>> Begin Dataset rows

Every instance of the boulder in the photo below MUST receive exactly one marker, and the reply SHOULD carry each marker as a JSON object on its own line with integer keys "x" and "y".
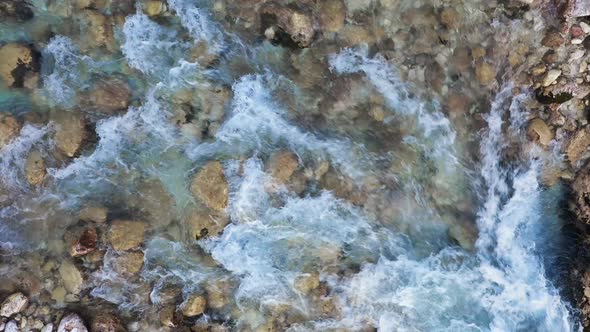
{"x": 71, "y": 323}
{"x": 126, "y": 234}
{"x": 17, "y": 61}
{"x": 14, "y": 304}
{"x": 210, "y": 186}
{"x": 35, "y": 171}
{"x": 202, "y": 224}
{"x": 194, "y": 305}
{"x": 9, "y": 129}
{"x": 70, "y": 132}
{"x": 290, "y": 27}
{"x": 97, "y": 214}
{"x": 104, "y": 322}
{"x": 71, "y": 277}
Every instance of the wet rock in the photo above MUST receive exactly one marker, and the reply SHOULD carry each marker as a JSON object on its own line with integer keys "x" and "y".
{"x": 71, "y": 323}
{"x": 194, "y": 305}
{"x": 97, "y": 214}
{"x": 16, "y": 10}
{"x": 332, "y": 14}
{"x": 110, "y": 96}
{"x": 17, "y": 61}
{"x": 84, "y": 242}
{"x": 35, "y": 171}
{"x": 210, "y": 186}
{"x": 9, "y": 129}
{"x": 104, "y": 322}
{"x": 126, "y": 234}
{"x": 71, "y": 277}
{"x": 70, "y": 132}
{"x": 485, "y": 73}
{"x": 282, "y": 165}
{"x": 203, "y": 224}
{"x": 14, "y": 304}
{"x": 552, "y": 39}
{"x": 578, "y": 145}
{"x": 551, "y": 77}
{"x": 128, "y": 263}
{"x": 292, "y": 27}
{"x": 539, "y": 130}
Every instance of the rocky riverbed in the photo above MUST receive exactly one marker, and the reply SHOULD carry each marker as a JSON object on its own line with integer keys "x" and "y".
{"x": 276, "y": 165}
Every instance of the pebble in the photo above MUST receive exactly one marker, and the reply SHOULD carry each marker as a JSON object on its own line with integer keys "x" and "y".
{"x": 551, "y": 76}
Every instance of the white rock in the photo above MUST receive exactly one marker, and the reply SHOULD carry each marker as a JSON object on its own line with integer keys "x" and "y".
{"x": 12, "y": 326}
{"x": 14, "y": 304}
{"x": 551, "y": 76}
{"x": 71, "y": 323}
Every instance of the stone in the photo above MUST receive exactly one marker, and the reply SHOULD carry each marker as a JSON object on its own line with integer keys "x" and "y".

>> End Dataset rows

* **Exercise details**:
Reproduce the listing above exactly from the line containing "Every instance of the rocky" through its last line, with both of those lines included.

* **Expected output**:
Every instance of the rocky riverbed in the photo above MUST receive exactly one marker, and the reply SHOULD carry each marker as a JSON object on its own line with integer keys "x" and "y".
{"x": 276, "y": 165}
Every instance of the pebble in the photo above MUST receive exactly one marker, and the reply SHOULD carry each marker as a JSON object on its own line with integer keys "x" and "y".
{"x": 551, "y": 76}
Every instance of the white rock in the photo above MUST receive exactly one marker, and the reply SHOULD carry each marker as a JSON object on its own line with integer keys "x" and "y".
{"x": 12, "y": 326}
{"x": 14, "y": 304}
{"x": 551, "y": 76}
{"x": 71, "y": 323}
Every instance of the stone in the photo above MUST receive exactly one marker, and the reply SHOULD carry each marker as a JSON object on its own line with integer keys "x" and "y".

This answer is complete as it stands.